**What you will do:**
Rewrite every line of the data, starting at the line that contains "feature the spinach" and ending at the line that contains "0 0 600 380", and offset each bounding-box coordinate in the answers by -44.

**Records for this task:**
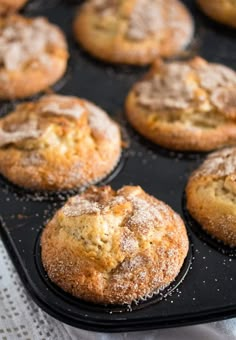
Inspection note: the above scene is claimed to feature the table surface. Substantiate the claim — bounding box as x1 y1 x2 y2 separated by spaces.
0 239 236 340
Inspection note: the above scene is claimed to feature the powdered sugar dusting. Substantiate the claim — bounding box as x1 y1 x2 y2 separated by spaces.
127 0 192 40
42 102 85 119
135 59 236 113
62 196 101 217
0 17 66 71
0 120 41 147
211 86 236 118
195 148 236 177
136 62 196 109
84 101 120 141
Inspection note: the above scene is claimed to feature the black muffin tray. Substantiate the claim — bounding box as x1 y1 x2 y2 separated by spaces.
0 0 236 332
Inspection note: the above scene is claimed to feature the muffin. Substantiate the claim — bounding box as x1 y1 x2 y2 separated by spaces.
126 57 236 151
0 0 28 15
74 0 193 65
186 147 236 247
0 15 68 99
0 95 121 191
41 186 189 304
197 0 236 28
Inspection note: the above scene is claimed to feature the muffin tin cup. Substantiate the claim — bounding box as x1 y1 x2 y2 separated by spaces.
0 0 236 332
182 193 236 257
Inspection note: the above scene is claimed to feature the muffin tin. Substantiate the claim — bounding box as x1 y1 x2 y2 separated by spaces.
0 0 236 332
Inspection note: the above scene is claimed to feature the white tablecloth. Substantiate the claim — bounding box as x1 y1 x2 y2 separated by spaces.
0 239 236 340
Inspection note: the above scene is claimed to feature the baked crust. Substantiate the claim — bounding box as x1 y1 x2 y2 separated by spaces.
74 0 193 65
0 15 68 99
0 95 121 190
186 147 236 247
41 186 189 304
0 0 28 15
126 57 236 151
197 0 236 28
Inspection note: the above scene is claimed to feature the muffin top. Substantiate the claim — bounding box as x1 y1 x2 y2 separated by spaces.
135 57 236 118
0 95 121 190
0 15 67 74
41 186 188 303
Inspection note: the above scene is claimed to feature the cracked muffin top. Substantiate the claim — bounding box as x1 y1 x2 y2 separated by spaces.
0 15 68 99
126 57 236 151
41 186 188 304
74 0 193 65
186 147 236 247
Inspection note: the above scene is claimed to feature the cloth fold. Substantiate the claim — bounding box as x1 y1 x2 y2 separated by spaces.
0 239 236 340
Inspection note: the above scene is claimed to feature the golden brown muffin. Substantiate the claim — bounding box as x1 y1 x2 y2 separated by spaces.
126 57 236 151
197 0 236 27
0 15 68 99
41 186 189 304
0 0 28 15
186 147 236 247
74 0 193 65
0 95 121 190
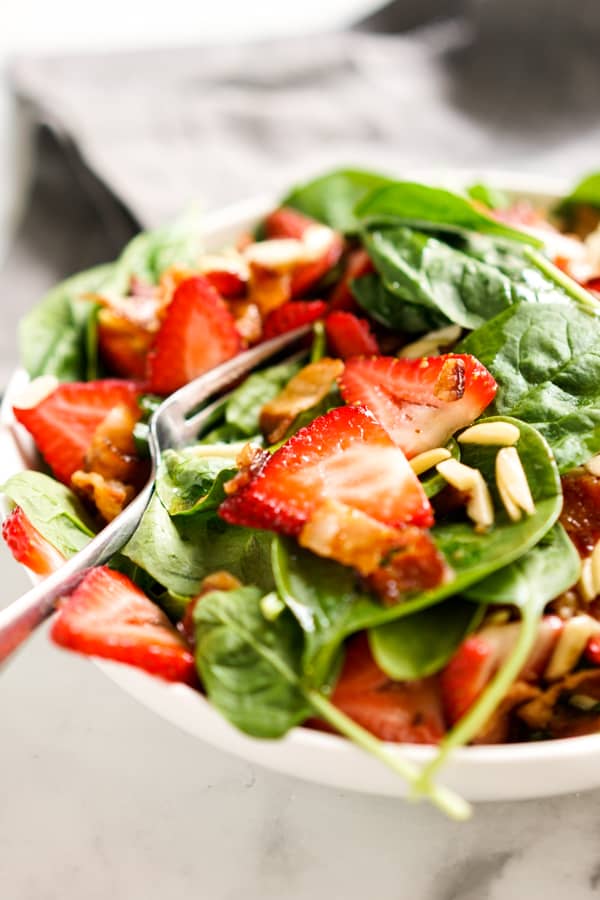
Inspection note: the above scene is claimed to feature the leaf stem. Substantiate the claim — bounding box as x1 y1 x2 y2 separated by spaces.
416 604 543 792
304 690 471 821
523 247 600 313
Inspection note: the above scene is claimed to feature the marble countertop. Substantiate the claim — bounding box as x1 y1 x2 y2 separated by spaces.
0 536 600 900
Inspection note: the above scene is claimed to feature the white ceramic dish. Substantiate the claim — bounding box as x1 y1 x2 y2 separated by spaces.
0 171 600 801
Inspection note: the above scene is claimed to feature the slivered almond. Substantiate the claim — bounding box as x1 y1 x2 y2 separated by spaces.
409 447 452 475
398 325 461 359
13 375 58 409
458 422 521 447
583 453 600 478
496 447 535 521
436 459 494 529
244 238 306 272
577 556 598 603
544 614 600 681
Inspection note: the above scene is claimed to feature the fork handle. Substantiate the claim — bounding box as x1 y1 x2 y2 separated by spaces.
0 483 154 664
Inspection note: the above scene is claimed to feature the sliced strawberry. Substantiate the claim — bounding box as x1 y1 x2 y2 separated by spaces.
329 247 374 312
325 310 379 359
265 207 344 297
340 353 497 459
2 506 65 575
51 566 195 684
331 633 445 744
149 276 242 394
219 406 433 536
263 300 327 341
13 378 140 484
439 616 564 725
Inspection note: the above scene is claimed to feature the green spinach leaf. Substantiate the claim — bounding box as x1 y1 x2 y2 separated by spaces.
355 181 542 247
369 598 483 681
225 361 302 436
1 470 94 557
459 303 600 472
122 494 273 597
194 588 470 819
156 447 237 516
281 169 393 232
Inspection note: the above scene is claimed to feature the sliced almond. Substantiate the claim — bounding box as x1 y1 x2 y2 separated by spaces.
583 453 600 478
544 614 600 681
577 556 598 603
244 238 306 272
13 375 59 409
458 422 521 447
496 447 535 518
398 325 461 359
436 459 494 529
409 447 452 475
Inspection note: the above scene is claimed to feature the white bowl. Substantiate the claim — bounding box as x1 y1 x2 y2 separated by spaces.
0 171 600 801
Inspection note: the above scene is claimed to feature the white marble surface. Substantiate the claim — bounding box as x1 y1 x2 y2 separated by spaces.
0 536 600 900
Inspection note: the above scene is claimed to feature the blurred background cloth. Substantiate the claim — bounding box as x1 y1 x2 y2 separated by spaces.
0 0 600 379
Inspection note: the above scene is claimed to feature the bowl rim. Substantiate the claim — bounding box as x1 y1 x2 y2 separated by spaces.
0 168 600 780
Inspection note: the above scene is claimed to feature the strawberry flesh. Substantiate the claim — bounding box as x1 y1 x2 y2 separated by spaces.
325 310 379 359
340 353 497 459
149 276 242 394
13 378 140 484
331 633 445 744
2 506 65 575
263 300 327 341
219 406 433 536
51 566 195 684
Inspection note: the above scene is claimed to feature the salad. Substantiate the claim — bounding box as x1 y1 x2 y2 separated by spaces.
2 170 600 818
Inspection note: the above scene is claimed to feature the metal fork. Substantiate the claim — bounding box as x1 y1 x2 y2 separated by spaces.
0 326 310 663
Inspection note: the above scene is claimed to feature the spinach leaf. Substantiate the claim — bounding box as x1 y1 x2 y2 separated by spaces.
194 588 470 819
414 525 581 787
363 227 552 329
156 447 237 516
557 172 600 214
273 419 562 656
225 361 302 436
194 587 311 738
355 181 543 247
19 265 112 381
281 169 393 232
369 598 483 681
122 494 273 597
458 303 600 472
350 273 450 334
0 470 94 557
467 182 510 209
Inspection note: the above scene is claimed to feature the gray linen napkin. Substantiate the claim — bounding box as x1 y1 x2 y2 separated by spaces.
0 0 600 380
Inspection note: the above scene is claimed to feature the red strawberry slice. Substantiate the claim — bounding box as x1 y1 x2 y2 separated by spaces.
219 406 433 536
439 616 564 725
340 353 497 459
13 378 140 484
329 247 374 312
331 634 445 744
265 207 344 297
51 566 195 684
325 310 379 359
2 506 65 575
263 300 327 340
149 275 242 394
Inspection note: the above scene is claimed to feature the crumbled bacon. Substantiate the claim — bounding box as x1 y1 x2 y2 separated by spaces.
366 527 449 606
298 499 404 575
560 469 600 557
517 669 600 738
260 357 344 444
433 356 466 403
224 444 271 494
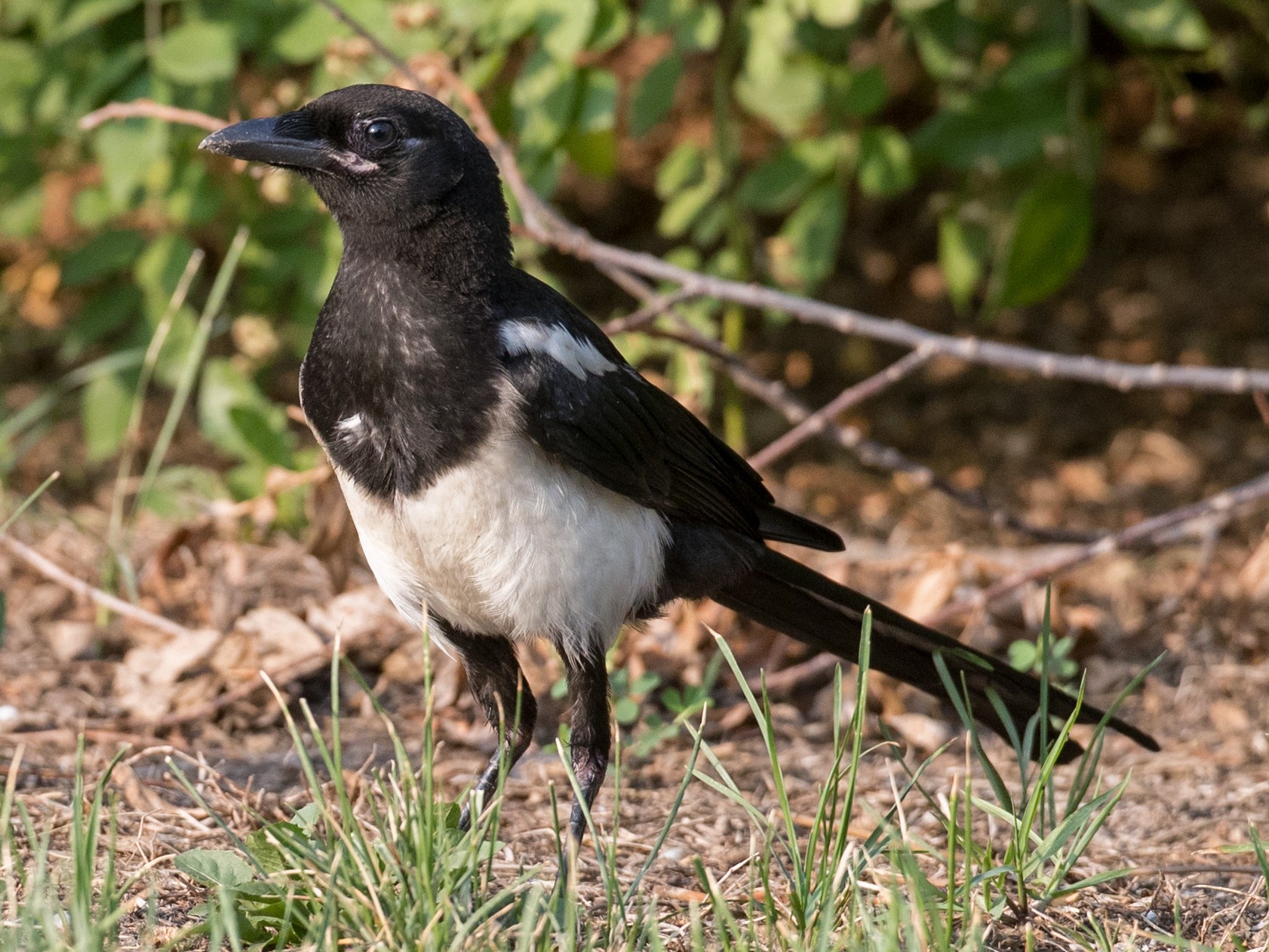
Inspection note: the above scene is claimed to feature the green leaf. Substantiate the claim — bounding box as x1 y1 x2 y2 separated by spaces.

**Output:**
Inspection note: the above scene is claimed to feature the spinach leaf. Substantiate the claim — bounding box as x1 y1 x2 y2 separated by spaces.
150 544 426 775
370 481 537 743
319 183 508 285
112 403 193 472
513 128 556 170
229 375 518 612
181 317 258 392
150 543 267 694
311 137 499 203
-25 221 68 337
237 125 349 188
325 554 439 637
78 450 229 553
414 259 556 428
306 229 406 290
-44 426 50 513
423 138 466 165
Inspection note: the above scene is claimed to feature the gray linen napkin. Substantiate the claim — bounding box as x1 y1 x2 y2 separated by spaces.
-44 -44 556 336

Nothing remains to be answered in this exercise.